# WHAT YOU HAVE TO DO
Copy out all the records exactly.
━━━━━ EXTRACTED DATA ━━━━━
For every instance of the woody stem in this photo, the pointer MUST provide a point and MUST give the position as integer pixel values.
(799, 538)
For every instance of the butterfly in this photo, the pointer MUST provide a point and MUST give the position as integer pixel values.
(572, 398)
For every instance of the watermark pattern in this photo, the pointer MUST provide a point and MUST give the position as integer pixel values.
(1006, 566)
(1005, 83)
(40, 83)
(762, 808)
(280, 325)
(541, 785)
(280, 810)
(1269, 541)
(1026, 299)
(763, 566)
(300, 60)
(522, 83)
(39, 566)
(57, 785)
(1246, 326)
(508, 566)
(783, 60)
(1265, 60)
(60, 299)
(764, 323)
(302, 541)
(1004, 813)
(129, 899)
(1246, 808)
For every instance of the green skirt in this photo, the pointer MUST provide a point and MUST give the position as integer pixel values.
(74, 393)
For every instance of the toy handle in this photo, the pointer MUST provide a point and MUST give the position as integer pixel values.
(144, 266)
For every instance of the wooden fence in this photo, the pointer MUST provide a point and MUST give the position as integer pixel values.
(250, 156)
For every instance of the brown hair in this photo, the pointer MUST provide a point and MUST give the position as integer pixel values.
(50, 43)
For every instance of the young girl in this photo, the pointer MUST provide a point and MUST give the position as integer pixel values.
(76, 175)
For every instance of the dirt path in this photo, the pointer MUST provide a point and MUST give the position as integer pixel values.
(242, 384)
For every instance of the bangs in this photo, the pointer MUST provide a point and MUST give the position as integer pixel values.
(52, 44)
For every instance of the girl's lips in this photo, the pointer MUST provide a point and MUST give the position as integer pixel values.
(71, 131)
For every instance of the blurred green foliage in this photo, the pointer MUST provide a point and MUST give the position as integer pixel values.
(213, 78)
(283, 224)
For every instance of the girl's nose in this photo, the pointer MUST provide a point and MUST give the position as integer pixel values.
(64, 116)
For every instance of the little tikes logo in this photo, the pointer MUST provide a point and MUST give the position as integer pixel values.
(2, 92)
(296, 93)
━━━━━
# SOLUTION TO THE EXERCISE
For every instance of the woody stem in this photo, the pointer MUST provide a point and MUST give the position as integer pixel values.
(799, 538)
For every instance of the butterfly in this photo, the pointer MUST provide a point and MUST give the position as integer pixel values.
(572, 398)
For every instance of the watermark pattern in this photo, the pointer MUST provide a point and MUST give the position as integer pixel values.
(1006, 566)
(1005, 83)
(40, 83)
(762, 808)
(280, 325)
(541, 785)
(280, 810)
(1269, 541)
(1026, 299)
(763, 566)
(300, 60)
(522, 83)
(39, 566)
(57, 785)
(1246, 326)
(508, 566)
(783, 60)
(1265, 60)
(60, 299)
(764, 323)
(302, 541)
(1004, 813)
(129, 899)
(1246, 808)
For every instance of the green skirt in this photo, the pointer MUST provide a point and MUST give the position as integer pixel values.
(74, 393)
For every instance of the toy handle in this photo, the pointer MUST provide a point and MUST give the position as integer pixel values.
(144, 266)
For every instance of the wooden fence in this photo, the pointer MUST provide a point and MUST give the position as integer pixel values.
(250, 156)
For every instance of the brown hair in this photo, the pointer MUST provide a point and MUST give the position as integer pixel values.
(50, 43)
For every instance of the young girl in this photo, the pointer MUST provide a point and MUST give the position as integer pixel values.
(76, 175)
For every instance of the dirt path in this photo, the pointer MUST provide a point and MUST give the position as integer pixel values.
(242, 384)
For every instance of the bangs in this photo, the pointer MUST provide a point and MUST give the position as integer pixel values.
(52, 44)
For every instance of the girl's lips in this photo, the pointer MUST provide a point and MUST give the position as integer pixel values.
(71, 131)
For every instance of the blurred green foliage in this photo, the pointer MUST provide a point and MUST give the position as integer pixel values.
(213, 78)
(283, 224)
For every instance of the girl's nose in this photo, the pointer MUST provide a point and MUST give the position as integer pixel values.
(64, 116)
For every instance of the little tikes logo in this photo, the pointer MUST provide a point and MUST give the position as integer pixel values.
(2, 92)
(296, 93)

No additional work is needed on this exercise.